TASK REQUIREMENTS:
Can you turn the records below into a two-column CSV with the header request,answer and one row per request? Put the request's text and its answer each in a single quoted field, replace line breaks with spaces, and leave the pictures out.

(Dataset rows showing where objects appear)
........
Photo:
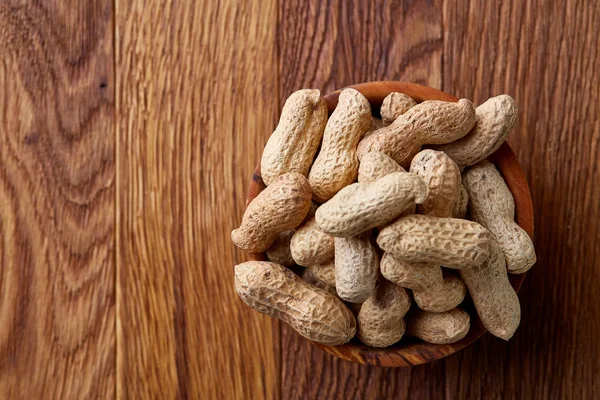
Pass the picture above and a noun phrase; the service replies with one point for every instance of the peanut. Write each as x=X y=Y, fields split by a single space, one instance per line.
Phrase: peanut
x=442 y=176
x=431 y=122
x=310 y=246
x=309 y=277
x=492 y=205
x=432 y=292
x=280 y=252
x=439 y=328
x=454 y=243
x=362 y=206
x=356 y=267
x=416 y=276
x=376 y=124
x=394 y=105
x=495 y=300
x=494 y=120
x=444 y=181
x=381 y=317
x=276 y=291
x=294 y=143
x=442 y=297
x=462 y=205
x=311 y=211
x=376 y=165
x=280 y=207
x=324 y=272
x=336 y=165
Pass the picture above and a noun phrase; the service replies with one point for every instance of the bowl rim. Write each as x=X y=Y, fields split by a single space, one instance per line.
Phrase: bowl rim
x=417 y=352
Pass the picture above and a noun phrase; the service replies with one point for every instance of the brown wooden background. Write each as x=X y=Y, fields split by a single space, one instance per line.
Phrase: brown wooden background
x=128 y=135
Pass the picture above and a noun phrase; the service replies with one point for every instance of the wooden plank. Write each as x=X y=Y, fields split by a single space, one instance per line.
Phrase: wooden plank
x=57 y=298
x=197 y=94
x=545 y=54
x=327 y=47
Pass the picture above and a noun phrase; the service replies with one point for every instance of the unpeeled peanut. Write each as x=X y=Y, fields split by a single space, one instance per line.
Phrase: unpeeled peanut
x=276 y=291
x=431 y=122
x=336 y=165
x=309 y=277
x=462 y=205
x=394 y=105
x=495 y=299
x=494 y=120
x=310 y=246
x=442 y=176
x=280 y=207
x=280 y=252
x=492 y=205
x=324 y=272
x=362 y=206
x=294 y=143
x=451 y=242
x=376 y=165
x=381 y=317
x=442 y=297
x=356 y=267
x=416 y=276
x=439 y=328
........
ANSWER TO THIS TASK:
request,answer
"Photo: Pass the picture above and a noun phrase; the service replies with one point for every instance of the peanut. Write each as x=X y=Y, fields split by a single space, one instance per line. Phrase: peanut","x=442 y=176 x=431 y=122 x=310 y=246 x=309 y=277 x=492 y=205 x=432 y=292 x=280 y=252 x=439 y=328 x=454 y=243 x=362 y=206 x=356 y=267 x=416 y=276 x=376 y=124 x=394 y=105 x=495 y=300 x=494 y=120 x=444 y=181 x=381 y=317 x=276 y=291 x=294 y=143 x=442 y=297 x=462 y=205 x=311 y=211 x=376 y=165 x=280 y=207 x=324 y=272 x=336 y=165"
"Pass the picture above and a noun phrase; the service replies with one point for every instance of the bowl rim. Write each as x=X y=Y, fields split by a single space, one instance per line. Phrase: bowl rim","x=417 y=352"
"Pass the picture above and a noun phrase; the service replies with one point for every instance of the brown wooden background. Write each as x=X y=Y, fields split by a single space, one instance per line. Phrase: brown wooden background","x=128 y=135"
"Pass the picture above and a noun phrase; the service replies with one point for every instance of the wooden plank. Write each as x=X y=Y, fields split by a single space, one instance per line. Phrase: wooden plank","x=57 y=298 x=197 y=94 x=545 y=54 x=327 y=47"
"Pass the picture above and a noun phrase; the service replies with one point for every instance of the unpeeled peanut. Write each as x=X y=Y, fields split by a single space, one instance per line. Phrase: unpeeled peanut","x=276 y=291 x=431 y=122 x=336 y=165 x=309 y=277 x=462 y=205 x=394 y=105 x=495 y=299 x=494 y=120 x=310 y=246 x=442 y=176 x=280 y=207 x=280 y=252 x=492 y=205 x=324 y=272 x=362 y=206 x=294 y=143 x=451 y=242 x=376 y=165 x=381 y=317 x=442 y=297 x=356 y=267 x=416 y=276 x=439 y=328"